WORK TO COMPLETE:
Below is a set of records; restate each one word for word.

(Records from a data source)

>>>

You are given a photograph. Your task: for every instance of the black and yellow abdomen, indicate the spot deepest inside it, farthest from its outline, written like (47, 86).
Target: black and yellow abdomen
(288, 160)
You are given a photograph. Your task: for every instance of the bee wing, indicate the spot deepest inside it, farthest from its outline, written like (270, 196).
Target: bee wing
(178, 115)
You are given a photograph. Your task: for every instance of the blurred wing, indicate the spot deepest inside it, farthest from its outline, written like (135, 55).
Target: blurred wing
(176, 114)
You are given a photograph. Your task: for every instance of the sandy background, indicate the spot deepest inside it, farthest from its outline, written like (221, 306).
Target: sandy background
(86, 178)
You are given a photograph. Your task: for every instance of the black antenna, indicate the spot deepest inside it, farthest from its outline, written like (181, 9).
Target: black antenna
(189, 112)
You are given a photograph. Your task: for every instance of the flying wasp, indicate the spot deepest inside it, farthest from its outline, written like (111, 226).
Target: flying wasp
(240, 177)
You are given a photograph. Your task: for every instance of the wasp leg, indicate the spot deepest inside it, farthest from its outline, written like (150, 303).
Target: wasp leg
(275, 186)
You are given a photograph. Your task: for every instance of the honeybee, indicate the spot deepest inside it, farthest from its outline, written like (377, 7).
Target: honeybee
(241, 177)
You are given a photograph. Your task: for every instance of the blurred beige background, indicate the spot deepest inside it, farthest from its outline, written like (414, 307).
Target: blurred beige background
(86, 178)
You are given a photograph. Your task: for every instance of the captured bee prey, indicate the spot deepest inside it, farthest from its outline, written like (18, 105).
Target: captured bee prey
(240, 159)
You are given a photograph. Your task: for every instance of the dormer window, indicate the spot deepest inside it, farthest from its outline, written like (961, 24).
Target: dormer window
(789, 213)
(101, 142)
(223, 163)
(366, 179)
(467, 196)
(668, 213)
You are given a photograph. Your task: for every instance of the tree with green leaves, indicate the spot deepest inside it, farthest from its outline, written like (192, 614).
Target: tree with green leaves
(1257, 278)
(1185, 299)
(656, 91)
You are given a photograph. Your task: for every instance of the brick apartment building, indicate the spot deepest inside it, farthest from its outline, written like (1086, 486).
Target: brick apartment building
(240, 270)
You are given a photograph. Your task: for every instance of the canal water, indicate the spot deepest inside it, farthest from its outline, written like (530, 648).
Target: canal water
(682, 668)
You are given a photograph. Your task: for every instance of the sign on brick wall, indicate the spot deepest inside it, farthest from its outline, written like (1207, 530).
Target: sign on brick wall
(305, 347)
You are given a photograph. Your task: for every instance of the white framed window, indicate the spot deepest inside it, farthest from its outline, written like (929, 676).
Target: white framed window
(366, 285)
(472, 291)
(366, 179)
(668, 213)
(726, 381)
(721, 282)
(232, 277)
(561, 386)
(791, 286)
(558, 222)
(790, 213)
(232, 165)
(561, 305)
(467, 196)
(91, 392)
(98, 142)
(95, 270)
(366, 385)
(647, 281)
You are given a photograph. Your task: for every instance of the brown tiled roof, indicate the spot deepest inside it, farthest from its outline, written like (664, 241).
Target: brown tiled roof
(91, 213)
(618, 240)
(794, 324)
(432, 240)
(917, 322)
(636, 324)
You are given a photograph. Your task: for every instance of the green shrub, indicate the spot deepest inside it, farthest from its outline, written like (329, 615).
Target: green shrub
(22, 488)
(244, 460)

<<<

TASK SOLUTION:
You are given a photograph. Your task: for every instance of the black and yellow abdomen, indicate the spot deepest inside it, farthest from its outline, written like (47, 86).
Target: black and yellow abdomen
(288, 160)
You are given a photograph. Your task: for every instance of the bee wing, indicate the spot deepest inside it, farthest from its outline, written like (270, 196).
Target: bee wing
(178, 115)
You are given a photograph. Your task: for every instance of the blurred wing, indicate the spot deepest inside it, farthest from its outline, written like (135, 55).
Target: blurred wing
(176, 114)
You are given a photograph. Your task: for every instance of the sandy background, indicate the spot deepest inside it, farthest from its outline, written like (221, 306).
Target: sandy background
(86, 178)
You are given a photograph. Your task: for every instance of the black antenna, indicate the spot deepest inside it, farthest from its outline, written like (181, 9).
Target: black antenna
(189, 112)
You are given a photograph. Your task: for every instance of the flying wasp, indicate the spot deepest inside it, farthest from its outline, written like (111, 226).
Target: flying wasp
(240, 177)
You are given a photograph. Your task: for every instance of the wasp leg, indicate the spot deepest inside it, farthest from its outline, written like (150, 303).
Target: wasp leg
(275, 186)
You are given a photograph. Your task: for every instance of the honeybee, indicate the spot deepest inside it, farthest from its outline, written like (377, 7).
Target: honeybee
(241, 177)
You are given a photograph. Your task: for every instance of the blurred beige background, indicate the spot deepest inside it, farthest from its outline, written like (414, 307).
Target: blurred beige background
(86, 178)
You are given a photograph. Your task: for every instance of the captured bee prey, indicate the spot deepest inside it, farthest from its outline, written like (18, 105).
Target: captured bee prey
(240, 159)
You are given a photograph. Your task: for every instance of the dormer window, indicate the spot deepest inside it, farthest from its outline, written like (961, 24).
Target: dormer window
(789, 213)
(101, 142)
(223, 163)
(366, 179)
(467, 196)
(668, 213)
You are given a photograph. Your task: for every instance of the tree with green leaves, indicate the spot deepest inside it, farthest from its outline, written like (192, 614).
Target: tree with green leaves
(1257, 278)
(1185, 299)
(656, 91)
You are given a photograph. Your task: for every instance of the brick apartment building, indicate the spot deepest inside it, farthest from its outline, written like (1086, 486).
Target: brick apartment building
(240, 270)
You are given a photograph. Your task: for every instance of the canal water, indicate the spot deepest inside it, farthest from its outline, written like (530, 648).
Target: canal water
(682, 668)
You are given a photograph. Your task: for every instance of the sign on brick wall, indicate the spot deepest inside it, farthest from its outline, written like (1207, 530).
Target: sign on brick wall
(305, 347)
You are given a photograph. Your task: for every instance of the white framed window, indicate the spot deepest inside it, farthest from its outline, written like (929, 676).
Target: white framed window
(366, 285)
(472, 291)
(366, 179)
(668, 213)
(726, 381)
(721, 282)
(232, 277)
(561, 386)
(791, 286)
(558, 222)
(790, 213)
(232, 165)
(561, 305)
(467, 196)
(91, 392)
(98, 142)
(95, 270)
(366, 385)
(647, 281)
You are given a photograph. Your task: for every instance of the brown tiled roof, indicate the spot deepest inside it, farthest from its outline, written like (664, 241).
Target: brown tiled roof
(91, 213)
(618, 240)
(794, 324)
(432, 240)
(917, 322)
(636, 324)
You are given a photograph. Your task: for every instance of the green shrub, indicate the spot deepest inside it, farthest from its outline, written like (329, 615).
Target: green shrub
(22, 488)
(244, 460)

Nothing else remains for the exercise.